Image annotation data:
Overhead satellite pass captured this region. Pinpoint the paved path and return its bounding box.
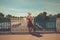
[0,34,60,40]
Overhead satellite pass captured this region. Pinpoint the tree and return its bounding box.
[6,14,12,18]
[0,12,4,18]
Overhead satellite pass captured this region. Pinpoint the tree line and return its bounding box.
[0,12,60,18]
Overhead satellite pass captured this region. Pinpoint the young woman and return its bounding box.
[27,13,34,33]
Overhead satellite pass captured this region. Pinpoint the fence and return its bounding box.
[34,17,56,31]
[0,18,11,32]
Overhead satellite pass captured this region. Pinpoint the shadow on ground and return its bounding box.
[31,33,42,37]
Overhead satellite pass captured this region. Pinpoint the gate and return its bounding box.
[0,18,11,32]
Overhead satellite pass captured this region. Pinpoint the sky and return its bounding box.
[0,0,60,16]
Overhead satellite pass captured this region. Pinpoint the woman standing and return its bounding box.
[27,13,34,33]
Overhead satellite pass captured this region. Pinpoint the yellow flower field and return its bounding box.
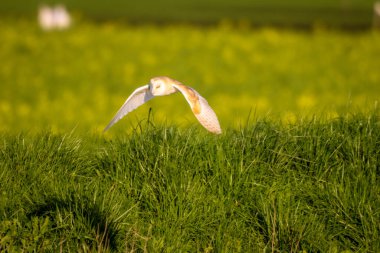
[0,20,380,132]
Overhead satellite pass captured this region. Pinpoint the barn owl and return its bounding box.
[104,76,222,134]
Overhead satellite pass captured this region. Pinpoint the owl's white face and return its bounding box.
[149,77,177,96]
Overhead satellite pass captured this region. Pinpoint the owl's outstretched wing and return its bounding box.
[103,85,154,131]
[173,83,222,134]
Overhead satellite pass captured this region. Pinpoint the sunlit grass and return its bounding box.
[0,111,380,252]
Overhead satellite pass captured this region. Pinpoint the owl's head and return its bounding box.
[149,76,177,96]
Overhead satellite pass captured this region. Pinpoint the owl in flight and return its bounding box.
[104,76,222,134]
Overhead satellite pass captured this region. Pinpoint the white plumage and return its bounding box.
[104,76,222,134]
[38,5,71,31]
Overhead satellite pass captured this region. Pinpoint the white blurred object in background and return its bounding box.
[38,4,71,31]
[53,5,71,30]
[38,5,55,31]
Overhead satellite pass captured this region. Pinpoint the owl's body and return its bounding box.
[104,76,222,134]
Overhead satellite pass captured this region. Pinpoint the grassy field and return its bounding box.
[0,19,380,252]
[0,20,380,134]
[0,0,373,28]
[0,112,380,252]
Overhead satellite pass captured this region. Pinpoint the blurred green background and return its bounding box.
[0,0,380,133]
[0,0,374,28]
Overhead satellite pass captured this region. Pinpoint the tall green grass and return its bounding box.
[0,111,380,252]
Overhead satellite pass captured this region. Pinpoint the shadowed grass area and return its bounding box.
[0,111,380,252]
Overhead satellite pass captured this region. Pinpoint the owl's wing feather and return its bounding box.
[103,85,154,131]
[173,84,222,134]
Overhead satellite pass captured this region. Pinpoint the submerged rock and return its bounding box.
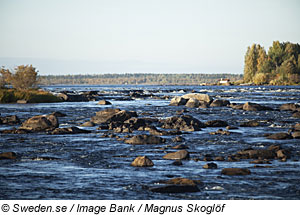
[210,99,230,107]
[51,127,91,134]
[267,132,293,140]
[182,93,213,103]
[0,152,17,160]
[150,178,203,193]
[0,115,21,125]
[169,96,188,106]
[205,120,228,127]
[280,103,300,111]
[221,168,251,176]
[131,156,154,167]
[19,114,59,131]
[163,150,190,160]
[98,100,111,105]
[125,134,166,145]
[243,102,273,111]
[162,115,205,131]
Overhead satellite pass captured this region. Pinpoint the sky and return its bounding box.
[0,0,300,75]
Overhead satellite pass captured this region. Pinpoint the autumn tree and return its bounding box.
[1,65,38,90]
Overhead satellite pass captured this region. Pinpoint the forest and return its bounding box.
[244,41,300,85]
[40,73,243,85]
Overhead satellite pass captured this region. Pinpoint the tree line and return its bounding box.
[40,73,243,85]
[244,41,300,85]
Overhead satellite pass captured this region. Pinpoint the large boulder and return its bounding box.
[221,168,251,176]
[131,156,154,167]
[280,103,300,111]
[0,115,21,125]
[150,178,203,193]
[210,99,230,107]
[205,120,228,127]
[125,134,166,145]
[185,98,200,108]
[57,93,89,102]
[243,102,273,111]
[19,114,59,131]
[51,127,91,134]
[169,96,188,106]
[267,132,293,140]
[91,108,137,124]
[163,149,190,160]
[182,93,213,103]
[162,115,205,131]
[237,149,276,159]
[0,152,17,160]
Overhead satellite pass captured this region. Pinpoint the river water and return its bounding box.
[0,85,300,199]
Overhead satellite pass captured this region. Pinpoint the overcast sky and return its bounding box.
[0,0,300,74]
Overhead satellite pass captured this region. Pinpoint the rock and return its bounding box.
[172,136,184,142]
[240,120,260,127]
[172,144,189,149]
[203,163,218,169]
[185,98,200,108]
[292,131,300,139]
[276,149,290,159]
[249,159,271,164]
[172,160,182,166]
[17,100,28,104]
[230,104,244,110]
[214,156,225,161]
[150,178,203,193]
[19,114,58,131]
[0,115,21,125]
[243,102,273,111]
[0,152,17,160]
[162,115,205,131]
[294,123,300,131]
[150,185,200,193]
[205,120,228,127]
[237,149,276,159]
[98,100,111,105]
[150,129,181,136]
[221,168,251,176]
[51,111,67,117]
[226,125,239,130]
[163,150,190,160]
[109,110,137,122]
[267,132,293,140]
[169,96,188,106]
[209,129,231,136]
[91,108,121,124]
[51,127,91,134]
[292,111,300,118]
[160,178,202,186]
[210,99,230,107]
[280,103,300,111]
[125,134,166,145]
[57,93,89,102]
[80,121,96,127]
[124,117,147,130]
[182,93,213,103]
[131,156,154,167]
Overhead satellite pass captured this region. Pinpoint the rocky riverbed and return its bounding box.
[0,86,300,199]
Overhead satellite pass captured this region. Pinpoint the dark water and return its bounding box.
[0,86,300,199]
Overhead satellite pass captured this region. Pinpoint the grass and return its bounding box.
[0,89,62,103]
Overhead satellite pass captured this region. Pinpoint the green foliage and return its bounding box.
[40,73,243,85]
[0,89,61,103]
[1,65,38,90]
[244,41,300,85]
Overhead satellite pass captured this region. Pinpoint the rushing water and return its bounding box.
[0,86,300,199]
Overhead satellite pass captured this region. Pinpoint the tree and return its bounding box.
[1,65,38,90]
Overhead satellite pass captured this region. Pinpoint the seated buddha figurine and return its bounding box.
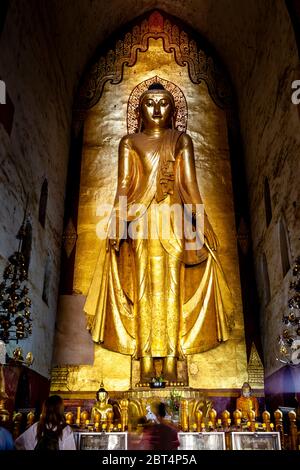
[91,384,114,427]
[152,357,163,382]
[236,382,259,420]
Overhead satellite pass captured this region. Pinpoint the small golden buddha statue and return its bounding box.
[152,357,163,382]
[236,382,259,420]
[91,384,114,425]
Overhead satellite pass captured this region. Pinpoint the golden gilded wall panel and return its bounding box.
[72,39,247,391]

→ **Task brief**:
Rewrite the listing above with every "Pinpoint" changed to "Locate" and everything else left as it is. Omit the pictures.

→ **Response below**:
Overhead satellite pass captured this region. Locate the paved path and return its bounding box.
[0,34,60,40]
Overhead satellite pass captured this region. Locate the tree and return its bounding box.
[6,14,12,18]
[0,12,4,18]
Overhead satellite pass captured this region. Locate the tree line and return its bounding box.
[0,12,60,18]
Overhead satellite pass captured this region. Locate the young woman and return its bounding box.
[27,13,34,33]
Overhead satellite pass captured this region. Locate the fence and return its bounding box.
[34,17,56,31]
[0,18,11,32]
Overhead satellite pass captured this region. Locate the shadow on ground and return its bounding box.
[31,33,42,37]
Overhead satellite pass captured this region. Locate the gate and return its bounding box.
[0,18,11,32]
Overhead satellite pass captured this region. Locate the sky and return its bounding box.
[0,0,60,16]
Overhead satellite pass captured this region. Locate the woman standing and return its bounding box.
[27,13,34,33]
Overhead satellite pass captured this region. Locate the yellow flower field and return its bounding box.
[0,20,380,132]
Overhead satellite pass captured this region. Locate the barn owl and return its bounding box.
[104,76,222,134]
Overhead satellite pass captured this region. Locate the owl's white face and return its bounding box.
[149,77,177,96]
Overhead satellite pass captured this region. Locate the owl's outstretched wing and return its bounding box.
[103,85,154,131]
[173,83,222,134]
Overhead satellite pass captured this region. Locate the sunlit grass and return its bounding box.
[0,111,380,252]
Overhead satellite pass captured this region. Locate the owl's head and return its bounding box.
[149,76,177,96]
Overhead satellite pass captured this region. Locate the owl in flight and return its bounding box.
[104,76,222,134]
Overhead satellite pass captured this region. Locate the white plumage and return its bounding box.
[104,76,222,134]
[38,5,71,31]
Overhead satellite pass captured this region. Locate the white blurred object in background and return its bounding box.
[38,4,71,31]
[53,5,71,30]
[38,5,55,31]
Overhead satellite pass captured this region. Locate the owl's body and return its bounding box.
[104,76,222,134]
Overhead satellite pass captured this region. Locate the grassy field and return its bounding box.
[0,19,380,252]
[0,20,380,134]
[0,0,373,28]
[0,112,380,252]
Overhead satellite pass captured this region. Locate the blurred green background and return its bounding box.
[0,0,380,133]
[0,0,374,28]
Overhead satellite pass captured this region. Locate the tall green grass and return its bounding box.
[0,111,380,252]
Overhead satellite pass captured this region. Locate the shadowed grass area and return its bounding box.
[0,111,380,252]
Overhead satellite pass captured this region. Locate the owl's wing feather and return its bounding box.
[103,85,154,131]
[173,84,222,134]
Overhead satellite pass captured this region. Locate the submerged rock and return its bounding box.
[210,99,230,107]
[51,127,91,134]
[267,132,293,140]
[182,93,213,103]
[0,152,17,160]
[150,178,203,193]
[0,115,21,125]
[169,96,188,106]
[205,120,228,127]
[280,103,300,111]
[221,168,251,176]
[131,156,154,167]
[19,114,59,131]
[163,150,190,160]
[98,100,111,105]
[125,134,166,145]
[243,102,273,111]
[162,115,205,131]
Overhead satellite pass captured this region. Locate the sky and return its bounding box.
[0,0,300,75]
Overhead satellite pass captured this region. Locate the autumn tree and return its bounding box.
[1,65,38,90]
Overhead satellite pass captured this region. Locate the forest and return its bounding box.
[244,41,300,85]
[40,73,243,85]
Overhead satellite pass captured this region. Locate the tree line and return its bounding box.
[40,73,243,85]
[244,41,300,85]
Overhead satellite pass captured this region. Locate the large boulder and return its bounding box.
[221,168,251,176]
[131,156,154,167]
[280,103,300,111]
[0,115,21,125]
[150,178,203,193]
[210,99,230,107]
[205,120,228,127]
[125,134,166,145]
[185,98,200,108]
[57,93,89,102]
[243,102,273,111]
[19,114,59,131]
[51,127,91,134]
[169,96,188,106]
[267,132,293,140]
[91,108,137,124]
[163,149,190,160]
[182,93,213,103]
[162,115,205,131]
[237,149,276,159]
[0,152,17,160]
Overhead satellite pass captured this region. Locate the river water and return its bounding box.
[0,85,300,199]
Overhead satellite pass captured this region. Locate the overcast sky and return its bounding box.
[0,0,300,74]
Overhead satellite pass captured this region. Locate the rock and return its bounding box.
[172,136,184,142]
[240,120,260,127]
[172,144,189,149]
[203,163,218,169]
[185,98,200,108]
[292,131,300,139]
[276,149,290,159]
[249,159,271,164]
[172,160,182,166]
[17,100,28,104]
[230,104,244,110]
[214,156,225,161]
[150,178,203,193]
[19,114,58,131]
[0,115,21,125]
[243,102,273,111]
[0,152,17,160]
[162,115,205,131]
[294,123,300,131]
[150,185,200,193]
[205,120,228,127]
[237,149,276,159]
[98,100,111,105]
[150,129,181,136]
[221,168,251,176]
[51,111,67,117]
[226,125,239,130]
[163,150,190,160]
[109,110,137,122]
[267,132,293,140]
[169,96,188,106]
[209,129,231,136]
[91,108,121,124]
[51,127,91,134]
[292,111,300,118]
[160,178,202,186]
[210,99,230,107]
[280,103,300,111]
[125,134,166,145]
[57,93,89,102]
[80,121,96,127]
[124,117,147,130]
[182,93,213,103]
[131,156,154,167]
Overhead satellite pass captured this region. Locate the rocky riverbed and return its bounding box.
[0,86,300,199]
Overhead satellite pass captured this region. Locate the dark water and return its bounding box.
[0,86,300,199]
Overhead satellite pass captured this region. Locate the grass and return its bounding box.
[0,89,62,103]
Overhead satellite pass captured this region. Locate the green foliage and return its bounding box.
[40,73,243,85]
[0,89,61,103]
[1,65,38,90]
[244,41,300,85]
Overhead satellite pass captured this region. Locate the rushing water and return its bounding box.
[0,86,300,199]
Overhead satellite pass captured this region. Locate the tree and return its bounding box.
[1,65,38,90]
Overhead satellite pass captured this region. Locate the seated buddha figurine and return its bounding box.
[91,384,114,427]
[152,357,163,382]
[236,382,259,420]
Overhead satellite pass captured this region. Locate the small golden buddha statue and return its bounding box.
[152,357,163,382]
[236,382,259,420]
[91,384,114,425]
Overhead satellite pass captured this region. Locate the golden gilded wall panel and return its bounding box.
[72,39,247,391]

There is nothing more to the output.